• _Short exercise_
Could you copy the data from its first line through the line containing "[551,340,699,494]", swapping "clear blue sky" for "cloudless sky" and keeping everything else the same?

• _Working data_
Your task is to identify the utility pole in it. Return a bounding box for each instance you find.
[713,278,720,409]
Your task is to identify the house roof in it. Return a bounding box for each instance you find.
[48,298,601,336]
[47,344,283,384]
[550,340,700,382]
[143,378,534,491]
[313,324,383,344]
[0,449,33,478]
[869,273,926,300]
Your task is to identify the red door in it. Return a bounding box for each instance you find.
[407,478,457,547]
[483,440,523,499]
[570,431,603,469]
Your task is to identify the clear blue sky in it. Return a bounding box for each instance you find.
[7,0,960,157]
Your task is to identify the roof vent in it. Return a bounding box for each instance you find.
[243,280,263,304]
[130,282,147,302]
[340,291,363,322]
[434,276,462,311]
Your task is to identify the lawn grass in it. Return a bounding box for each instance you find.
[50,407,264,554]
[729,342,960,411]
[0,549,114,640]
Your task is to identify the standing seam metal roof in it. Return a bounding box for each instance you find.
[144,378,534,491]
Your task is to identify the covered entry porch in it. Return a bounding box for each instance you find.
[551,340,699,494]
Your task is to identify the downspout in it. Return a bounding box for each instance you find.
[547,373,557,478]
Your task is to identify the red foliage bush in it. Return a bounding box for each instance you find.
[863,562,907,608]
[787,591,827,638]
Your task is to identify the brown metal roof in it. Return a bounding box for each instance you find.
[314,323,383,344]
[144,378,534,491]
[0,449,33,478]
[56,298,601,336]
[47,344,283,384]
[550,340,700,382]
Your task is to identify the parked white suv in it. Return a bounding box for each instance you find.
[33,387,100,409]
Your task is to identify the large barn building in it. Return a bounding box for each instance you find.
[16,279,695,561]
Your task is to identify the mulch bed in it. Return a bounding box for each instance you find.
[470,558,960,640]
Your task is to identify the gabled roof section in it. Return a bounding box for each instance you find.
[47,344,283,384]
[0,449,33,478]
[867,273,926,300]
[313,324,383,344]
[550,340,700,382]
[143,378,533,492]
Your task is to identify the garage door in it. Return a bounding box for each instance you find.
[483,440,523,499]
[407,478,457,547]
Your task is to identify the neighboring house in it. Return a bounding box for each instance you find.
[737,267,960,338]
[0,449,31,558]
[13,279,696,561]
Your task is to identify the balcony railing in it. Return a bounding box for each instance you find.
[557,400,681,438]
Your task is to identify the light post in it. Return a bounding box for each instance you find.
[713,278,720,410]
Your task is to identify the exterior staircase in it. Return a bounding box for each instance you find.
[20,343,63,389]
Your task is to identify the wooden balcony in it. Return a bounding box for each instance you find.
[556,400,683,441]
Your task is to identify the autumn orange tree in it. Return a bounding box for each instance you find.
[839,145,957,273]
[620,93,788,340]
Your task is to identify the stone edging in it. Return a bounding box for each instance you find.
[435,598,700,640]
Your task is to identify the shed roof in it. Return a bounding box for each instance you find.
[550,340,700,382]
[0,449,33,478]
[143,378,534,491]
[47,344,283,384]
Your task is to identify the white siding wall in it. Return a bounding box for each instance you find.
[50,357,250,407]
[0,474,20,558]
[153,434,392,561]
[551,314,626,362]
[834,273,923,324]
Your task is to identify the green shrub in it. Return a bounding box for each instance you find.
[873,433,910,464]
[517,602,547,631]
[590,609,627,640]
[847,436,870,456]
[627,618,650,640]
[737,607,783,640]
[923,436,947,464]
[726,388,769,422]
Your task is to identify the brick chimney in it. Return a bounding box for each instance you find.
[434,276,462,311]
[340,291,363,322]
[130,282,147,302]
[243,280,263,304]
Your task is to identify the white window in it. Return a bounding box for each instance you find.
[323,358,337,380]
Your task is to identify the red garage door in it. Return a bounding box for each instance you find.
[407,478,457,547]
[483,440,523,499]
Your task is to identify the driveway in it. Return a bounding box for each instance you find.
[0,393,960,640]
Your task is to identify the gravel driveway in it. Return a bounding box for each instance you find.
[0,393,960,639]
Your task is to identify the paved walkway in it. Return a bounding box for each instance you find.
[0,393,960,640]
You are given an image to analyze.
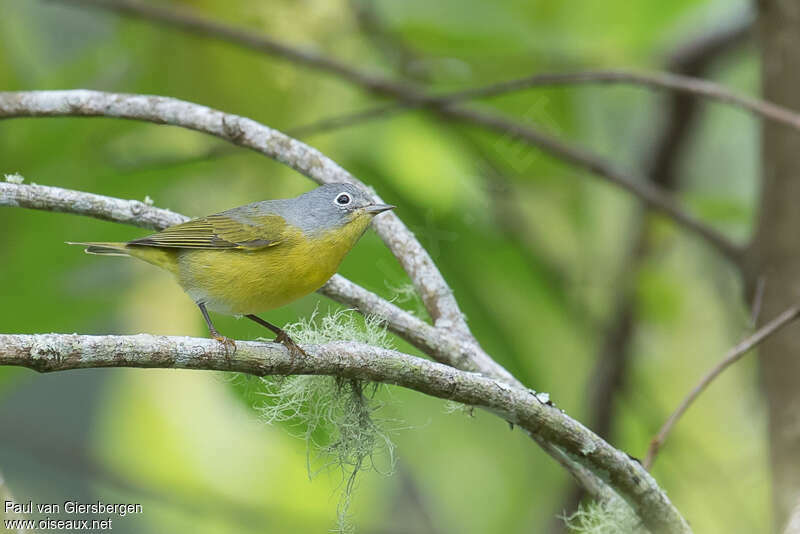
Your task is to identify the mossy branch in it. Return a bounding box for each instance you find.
[0,334,690,533]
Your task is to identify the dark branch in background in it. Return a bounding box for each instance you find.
[0,334,691,533]
[550,15,753,532]
[53,0,741,264]
[0,182,677,528]
[644,306,800,469]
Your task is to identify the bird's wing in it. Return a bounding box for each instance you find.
[128,213,286,250]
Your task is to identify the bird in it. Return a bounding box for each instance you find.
[68,183,395,355]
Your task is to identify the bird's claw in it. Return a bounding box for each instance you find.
[211,334,236,360]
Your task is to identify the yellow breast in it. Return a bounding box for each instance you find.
[176,214,372,315]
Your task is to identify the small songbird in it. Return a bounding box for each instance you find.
[70,184,394,354]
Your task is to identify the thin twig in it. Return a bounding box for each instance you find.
[0,90,476,344]
[0,334,691,533]
[0,182,520,385]
[0,178,692,528]
[53,0,741,266]
[644,306,800,469]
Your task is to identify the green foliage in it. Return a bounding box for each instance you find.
[564,499,648,534]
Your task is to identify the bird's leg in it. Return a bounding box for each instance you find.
[245,315,308,358]
[197,302,236,358]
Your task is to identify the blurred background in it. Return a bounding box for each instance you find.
[0,0,770,533]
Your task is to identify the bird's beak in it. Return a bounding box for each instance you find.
[364,204,396,215]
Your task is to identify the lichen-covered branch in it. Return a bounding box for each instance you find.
[0,90,474,341]
[0,182,520,385]
[0,334,690,533]
[51,0,742,264]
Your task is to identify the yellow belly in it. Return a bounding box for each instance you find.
[176,221,368,315]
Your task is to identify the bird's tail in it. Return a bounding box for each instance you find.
[67,241,130,256]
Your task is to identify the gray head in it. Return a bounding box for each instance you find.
[260,183,394,234]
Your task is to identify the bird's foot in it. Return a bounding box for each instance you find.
[275,330,309,358]
[211,332,236,360]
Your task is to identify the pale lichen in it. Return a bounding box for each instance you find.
[258,310,394,532]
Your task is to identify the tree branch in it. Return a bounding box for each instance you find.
[0,178,692,528]
[0,334,690,533]
[53,0,741,266]
[0,473,25,534]
[0,182,521,386]
[0,90,472,344]
[644,306,800,469]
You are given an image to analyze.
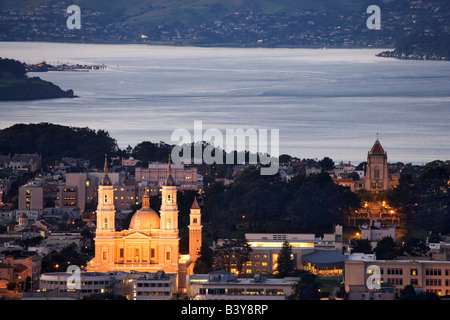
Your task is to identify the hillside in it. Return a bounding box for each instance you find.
[0,0,450,55]
[0,123,119,168]
[0,58,74,101]
[0,0,373,27]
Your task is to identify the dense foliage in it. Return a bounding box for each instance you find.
[388,161,450,234]
[203,166,360,238]
[0,58,74,101]
[0,58,27,78]
[0,123,119,168]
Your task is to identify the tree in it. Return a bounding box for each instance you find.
[276,241,296,278]
[318,157,334,171]
[213,239,252,274]
[351,239,372,254]
[194,243,214,274]
[289,270,320,300]
[403,238,430,257]
[373,237,400,260]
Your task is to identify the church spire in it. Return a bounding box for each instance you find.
[142,188,150,209]
[165,154,175,186]
[102,154,112,185]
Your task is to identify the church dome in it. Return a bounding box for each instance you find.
[130,208,160,230]
[130,190,160,230]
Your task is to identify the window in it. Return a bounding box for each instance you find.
[373,169,380,179]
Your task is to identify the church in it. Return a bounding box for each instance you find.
[364,137,398,192]
[86,158,202,289]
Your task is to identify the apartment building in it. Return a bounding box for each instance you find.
[344,255,450,296]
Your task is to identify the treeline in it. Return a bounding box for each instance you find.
[0,123,120,168]
[0,58,75,101]
[0,58,27,78]
[202,166,361,239]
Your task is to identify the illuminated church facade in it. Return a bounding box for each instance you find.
[86,160,202,287]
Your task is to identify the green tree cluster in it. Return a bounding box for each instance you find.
[203,166,361,237]
[0,123,120,168]
[387,161,450,233]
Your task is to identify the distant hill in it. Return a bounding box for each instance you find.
[0,123,119,168]
[0,58,74,101]
[0,0,373,27]
[0,0,450,55]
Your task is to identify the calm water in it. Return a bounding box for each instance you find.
[0,42,450,163]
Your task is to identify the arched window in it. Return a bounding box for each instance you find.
[373,169,380,179]
[102,248,108,262]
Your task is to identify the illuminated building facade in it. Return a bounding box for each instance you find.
[87,156,201,288]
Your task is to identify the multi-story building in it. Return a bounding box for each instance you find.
[187,271,299,300]
[217,225,343,276]
[135,163,197,190]
[344,255,450,295]
[87,160,201,289]
[36,271,176,300]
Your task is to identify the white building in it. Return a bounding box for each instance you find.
[35,271,176,300]
[361,222,396,242]
[187,271,299,300]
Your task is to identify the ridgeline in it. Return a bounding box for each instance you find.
[0,58,75,101]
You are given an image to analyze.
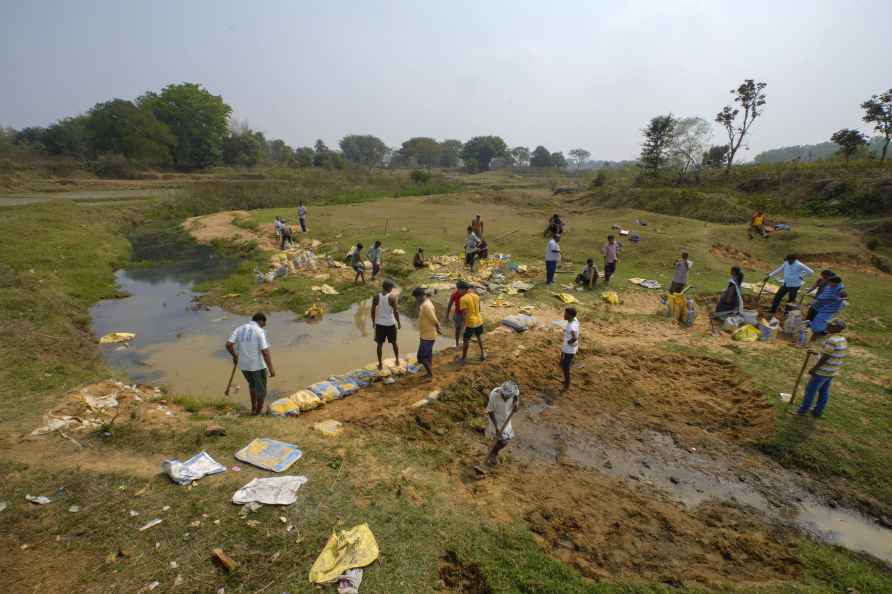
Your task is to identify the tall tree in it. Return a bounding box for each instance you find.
[84,99,177,165]
[511,146,530,167]
[137,83,232,168]
[639,114,676,176]
[570,149,592,169]
[339,134,387,169]
[400,136,443,169]
[715,78,768,172]
[669,117,712,177]
[461,136,508,171]
[530,144,551,167]
[830,128,867,165]
[861,89,892,163]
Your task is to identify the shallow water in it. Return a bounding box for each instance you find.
[91,260,451,404]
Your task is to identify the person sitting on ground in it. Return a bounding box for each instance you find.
[560,307,579,390]
[669,252,694,293]
[746,208,768,239]
[765,254,815,315]
[412,287,441,380]
[350,243,365,285]
[366,240,381,280]
[790,319,849,418]
[412,248,427,270]
[486,381,520,466]
[226,312,276,415]
[576,258,598,289]
[458,281,486,363]
[372,279,403,369]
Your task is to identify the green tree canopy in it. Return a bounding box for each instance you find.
[461,136,508,171]
[138,83,232,168]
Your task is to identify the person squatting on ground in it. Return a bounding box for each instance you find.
[576,258,598,289]
[603,235,622,288]
[545,235,561,289]
[350,243,365,285]
[446,281,465,347]
[790,319,849,418]
[765,254,815,315]
[412,287,441,379]
[226,312,276,415]
[366,240,381,280]
[458,281,486,363]
[486,381,520,466]
[669,252,694,293]
[465,227,480,271]
[372,279,403,369]
[561,307,579,390]
[297,200,307,233]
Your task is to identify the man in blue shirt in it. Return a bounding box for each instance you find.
[765,254,815,315]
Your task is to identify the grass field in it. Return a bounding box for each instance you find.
[0,169,892,593]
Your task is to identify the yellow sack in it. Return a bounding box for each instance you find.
[310,524,378,584]
[553,293,579,303]
[99,332,136,344]
[731,324,761,342]
[288,390,323,412]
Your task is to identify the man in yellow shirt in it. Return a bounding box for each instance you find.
[412,287,440,379]
[458,281,486,363]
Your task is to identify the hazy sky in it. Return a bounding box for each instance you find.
[0,0,892,159]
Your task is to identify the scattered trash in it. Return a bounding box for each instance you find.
[232,476,309,505]
[338,568,362,594]
[235,438,303,472]
[211,548,238,568]
[310,524,378,584]
[313,419,344,437]
[99,332,136,344]
[139,518,164,532]
[161,452,226,485]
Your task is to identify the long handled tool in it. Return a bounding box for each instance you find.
[787,351,812,408]
[223,363,238,396]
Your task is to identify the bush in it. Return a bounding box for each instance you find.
[409,169,431,184]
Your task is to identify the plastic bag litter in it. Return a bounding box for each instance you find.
[328,375,361,398]
[235,437,303,472]
[501,314,536,332]
[269,396,300,417]
[288,390,324,412]
[731,324,761,342]
[232,476,309,505]
[99,332,136,344]
[313,419,344,437]
[307,381,341,402]
[161,452,226,485]
[310,524,378,584]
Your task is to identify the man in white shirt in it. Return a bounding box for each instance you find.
[561,307,579,390]
[545,235,561,289]
[486,381,520,466]
[226,312,276,415]
[765,254,815,315]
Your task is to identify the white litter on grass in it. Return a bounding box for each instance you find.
[232,476,309,505]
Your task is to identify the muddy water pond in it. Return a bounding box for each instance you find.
[91,260,450,404]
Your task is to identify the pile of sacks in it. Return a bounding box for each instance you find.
[269,355,424,417]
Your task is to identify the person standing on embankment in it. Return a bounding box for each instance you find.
[226,312,276,415]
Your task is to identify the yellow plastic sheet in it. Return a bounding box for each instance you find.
[310,524,378,584]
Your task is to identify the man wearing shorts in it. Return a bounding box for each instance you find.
[446,281,465,348]
[226,312,276,415]
[412,287,440,379]
[561,307,579,390]
[372,279,402,369]
[458,281,486,363]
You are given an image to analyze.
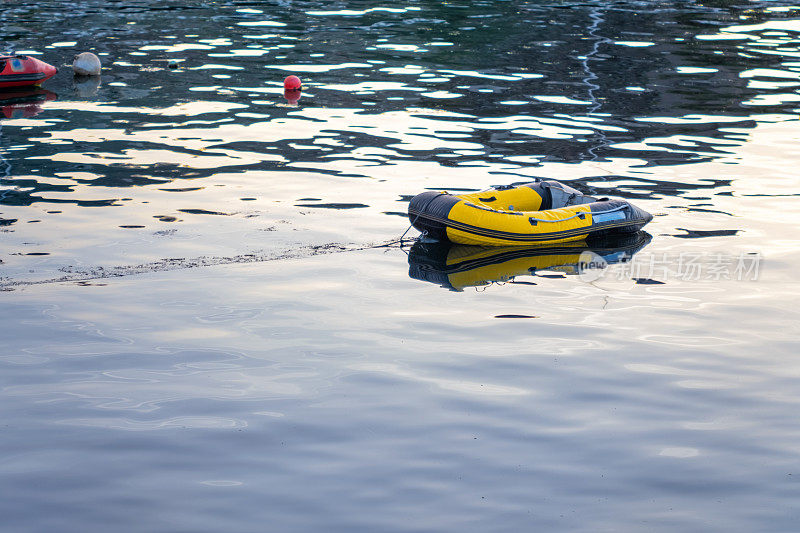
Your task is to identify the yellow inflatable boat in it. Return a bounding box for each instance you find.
[408,231,650,291]
[408,180,653,246]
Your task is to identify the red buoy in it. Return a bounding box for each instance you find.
[283,74,303,91]
[283,89,303,105]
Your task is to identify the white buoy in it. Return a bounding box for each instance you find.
[72,52,100,76]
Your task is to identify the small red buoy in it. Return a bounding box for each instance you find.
[283,75,303,91]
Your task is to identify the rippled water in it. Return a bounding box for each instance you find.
[0,1,800,532]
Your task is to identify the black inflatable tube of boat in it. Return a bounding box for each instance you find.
[408,191,460,240]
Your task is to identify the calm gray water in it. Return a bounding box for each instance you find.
[0,0,800,533]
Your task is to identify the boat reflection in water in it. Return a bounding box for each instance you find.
[408,231,651,291]
[0,87,57,119]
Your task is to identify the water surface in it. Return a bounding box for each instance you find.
[0,1,800,532]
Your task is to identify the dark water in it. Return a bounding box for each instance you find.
[0,1,800,532]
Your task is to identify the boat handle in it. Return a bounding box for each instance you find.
[528,205,628,226]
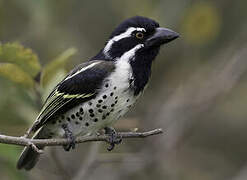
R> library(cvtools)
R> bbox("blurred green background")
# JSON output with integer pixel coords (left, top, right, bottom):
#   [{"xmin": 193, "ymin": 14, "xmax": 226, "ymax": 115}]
[{"xmin": 0, "ymin": 0, "xmax": 247, "ymax": 180}]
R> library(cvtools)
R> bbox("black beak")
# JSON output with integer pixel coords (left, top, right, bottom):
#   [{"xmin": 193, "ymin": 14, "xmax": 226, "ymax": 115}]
[{"xmin": 146, "ymin": 27, "xmax": 179, "ymax": 46}]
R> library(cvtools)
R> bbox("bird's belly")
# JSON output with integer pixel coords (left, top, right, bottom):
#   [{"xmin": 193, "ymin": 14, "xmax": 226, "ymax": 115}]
[{"xmin": 45, "ymin": 86, "xmax": 137, "ymax": 137}]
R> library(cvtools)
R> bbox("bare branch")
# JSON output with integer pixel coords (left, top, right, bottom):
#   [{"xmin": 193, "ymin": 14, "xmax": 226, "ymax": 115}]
[{"xmin": 0, "ymin": 129, "xmax": 163, "ymax": 146}]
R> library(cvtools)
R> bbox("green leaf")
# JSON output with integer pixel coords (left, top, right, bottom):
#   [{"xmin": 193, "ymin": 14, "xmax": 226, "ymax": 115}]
[
  {"xmin": 0, "ymin": 63, "xmax": 34, "ymax": 88},
  {"xmin": 0, "ymin": 43, "xmax": 41, "ymax": 78},
  {"xmin": 41, "ymin": 48, "xmax": 77, "ymax": 87}
]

• _Task output_
Your task is to identify the utility pole in it. Return a bounding box for each instance you find.
[713,278,720,409]
Your task is to identify the house roof in it. Return a bounding box for each instance you find.
[48,298,601,336]
[47,344,283,384]
[550,340,700,382]
[143,378,534,491]
[313,324,383,344]
[0,449,33,478]
[869,273,926,300]
Your task is to identify the red door in it. Return a bounding box for each instance you find.
[407,478,457,547]
[483,440,523,499]
[570,431,603,469]
Your task is to identify the cloudless sky in it. Return a bounding box for each instance you find.
[7,0,960,157]
Your task is to identify the roof vent in it. Return a bounding box for each instance you find.
[243,280,263,304]
[130,282,147,302]
[340,291,363,322]
[434,276,462,311]
Your task is to identify the lawn grass in it. Return a bounding box for each instance you find.
[50,407,264,554]
[729,342,960,411]
[0,549,114,640]
Your task is to identify the standing seam metal roof in it. Return a bounding box for each instance you find.
[144,378,534,491]
Your task is to identify the covered entry porch in it. Return a bounding box for each instance you find.
[551,340,699,494]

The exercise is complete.